GIVEN TEXT =
###

US Southern Baptist Church considers ban on women pastors

Date:

First Baptist Church of Alexandria Faces Possible Expulsion from Southern Baptist Convention

Thank you for reading this post, don't forget to subscribe!

From its towering white steeple and red-brick facade to its Sunday services filled with rousing gospel hymns and evangelistic sermons, First Baptist Church of Alexandria, Virginia, exemplifies a classic Southern Baptist church. On a recent Sunday, its pastor for women and children, Kim Eskridge, encouraged members to invite friends and neighbors to an upcoming vacation Bible school, a traditional Baptist activity, to help “reach families in the community with the gospel.”

However, because Eskridge is a woman, First Baptist’s membership in the Southern Baptist Convention (SBC) may soon end. At the SBC’s annual meeting on June 11-12 in Indianapolis, representatives will vote on a proposed constitutional amendment to ban churches with any women pastors, not just in the senior pastor role. This measure received overwhelming approval in a preliminary vote last year.

Leaders of First Baptist, which has contributed millions to Southern Baptist causes and has been part of the convention since its 19th-century founding, are preparing for possible expulsion. “We are grieved at the direction the SBC has taken,” the church said in a statement.

###

SUPPLIED MATERIAL =
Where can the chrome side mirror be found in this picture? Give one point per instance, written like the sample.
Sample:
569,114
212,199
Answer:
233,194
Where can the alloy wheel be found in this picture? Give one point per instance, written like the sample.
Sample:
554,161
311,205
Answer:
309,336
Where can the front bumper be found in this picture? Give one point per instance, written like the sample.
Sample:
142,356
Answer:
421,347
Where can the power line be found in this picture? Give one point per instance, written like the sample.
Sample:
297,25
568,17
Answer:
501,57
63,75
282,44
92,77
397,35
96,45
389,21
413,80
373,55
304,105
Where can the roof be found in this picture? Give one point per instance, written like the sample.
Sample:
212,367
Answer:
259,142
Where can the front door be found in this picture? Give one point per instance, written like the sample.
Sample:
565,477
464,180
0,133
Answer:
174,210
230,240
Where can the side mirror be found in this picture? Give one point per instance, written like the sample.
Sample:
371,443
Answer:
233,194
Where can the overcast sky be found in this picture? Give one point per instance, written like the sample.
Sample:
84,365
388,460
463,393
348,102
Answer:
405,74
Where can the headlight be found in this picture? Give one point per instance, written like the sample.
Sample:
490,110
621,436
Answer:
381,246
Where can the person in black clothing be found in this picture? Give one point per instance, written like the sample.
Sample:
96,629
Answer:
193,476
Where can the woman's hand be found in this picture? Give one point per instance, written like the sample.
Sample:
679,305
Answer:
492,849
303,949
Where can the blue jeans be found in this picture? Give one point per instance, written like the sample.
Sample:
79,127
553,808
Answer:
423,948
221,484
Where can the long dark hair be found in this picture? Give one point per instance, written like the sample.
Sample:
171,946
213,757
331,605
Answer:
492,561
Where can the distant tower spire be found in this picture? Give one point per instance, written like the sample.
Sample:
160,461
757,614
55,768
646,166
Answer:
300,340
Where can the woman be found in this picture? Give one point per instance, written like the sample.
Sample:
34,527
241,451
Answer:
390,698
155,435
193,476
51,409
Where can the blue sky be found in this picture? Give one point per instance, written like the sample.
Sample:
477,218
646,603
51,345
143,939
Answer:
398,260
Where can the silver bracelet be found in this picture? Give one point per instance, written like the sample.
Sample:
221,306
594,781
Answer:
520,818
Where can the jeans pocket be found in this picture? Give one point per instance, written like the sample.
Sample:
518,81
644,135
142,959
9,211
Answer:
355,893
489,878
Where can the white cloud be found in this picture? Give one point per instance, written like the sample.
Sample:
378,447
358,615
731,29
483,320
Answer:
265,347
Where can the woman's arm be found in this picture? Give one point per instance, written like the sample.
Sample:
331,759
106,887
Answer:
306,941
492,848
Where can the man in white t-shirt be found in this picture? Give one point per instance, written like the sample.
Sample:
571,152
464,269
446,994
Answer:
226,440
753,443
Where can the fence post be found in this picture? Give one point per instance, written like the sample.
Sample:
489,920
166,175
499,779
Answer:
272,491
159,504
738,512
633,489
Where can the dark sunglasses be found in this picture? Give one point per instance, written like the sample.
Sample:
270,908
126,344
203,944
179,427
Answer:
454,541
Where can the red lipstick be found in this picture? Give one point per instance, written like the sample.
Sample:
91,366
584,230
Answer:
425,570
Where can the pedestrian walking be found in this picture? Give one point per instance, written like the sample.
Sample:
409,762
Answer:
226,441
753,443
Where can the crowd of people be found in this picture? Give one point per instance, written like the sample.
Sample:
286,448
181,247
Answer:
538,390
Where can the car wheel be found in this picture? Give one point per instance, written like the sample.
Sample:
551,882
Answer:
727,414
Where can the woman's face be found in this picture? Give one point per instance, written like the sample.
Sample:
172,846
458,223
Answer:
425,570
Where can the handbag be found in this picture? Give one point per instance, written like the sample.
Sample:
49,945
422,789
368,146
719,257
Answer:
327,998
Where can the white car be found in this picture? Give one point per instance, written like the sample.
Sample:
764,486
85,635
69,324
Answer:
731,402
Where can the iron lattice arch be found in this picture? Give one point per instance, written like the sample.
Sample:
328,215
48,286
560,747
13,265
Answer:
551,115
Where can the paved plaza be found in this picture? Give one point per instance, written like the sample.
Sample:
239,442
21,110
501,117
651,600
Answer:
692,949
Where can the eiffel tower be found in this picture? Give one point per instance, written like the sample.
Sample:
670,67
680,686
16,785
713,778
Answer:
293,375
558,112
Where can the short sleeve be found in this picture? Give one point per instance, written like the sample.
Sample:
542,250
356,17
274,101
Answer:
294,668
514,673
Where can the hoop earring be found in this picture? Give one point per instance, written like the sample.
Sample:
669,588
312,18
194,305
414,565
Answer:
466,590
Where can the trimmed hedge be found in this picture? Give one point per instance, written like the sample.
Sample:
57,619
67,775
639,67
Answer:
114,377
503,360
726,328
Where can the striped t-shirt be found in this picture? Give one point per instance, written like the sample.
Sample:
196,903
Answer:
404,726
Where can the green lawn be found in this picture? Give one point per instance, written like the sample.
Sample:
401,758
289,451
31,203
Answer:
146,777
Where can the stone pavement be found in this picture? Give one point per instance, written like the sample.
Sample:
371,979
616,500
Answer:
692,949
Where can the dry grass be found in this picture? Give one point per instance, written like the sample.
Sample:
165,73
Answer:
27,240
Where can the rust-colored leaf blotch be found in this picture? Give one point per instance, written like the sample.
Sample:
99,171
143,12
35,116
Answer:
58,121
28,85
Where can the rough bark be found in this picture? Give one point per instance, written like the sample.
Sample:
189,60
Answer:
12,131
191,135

###

TASK GOAL =
Please write out everything in the article on the Southern Baptist women pastors vote, from "However, because Eskridge" down to "in a statement.", word for word.

RESPONSE TO THE EXERCISE =
However, because Eskridge is a woman, First Baptist’s membership in the Southern Baptist Convention (SBC) may soon end. At the SBC’s annual meeting on June 11-12 in Indianapolis, representatives will vote on a proposed constitutional amendment to ban churches with any women pastors, not just in the senior pastor role. This measure received overwhelming approval in a preliminary vote last year.

Leaders of First Baptist, which has contributed millions to Southern Baptist causes and has been part of the convention since its 19th-century founding, are preparing for possible expulsion. “We are grieved at the direction the SBC has taken,” the church said in a statement.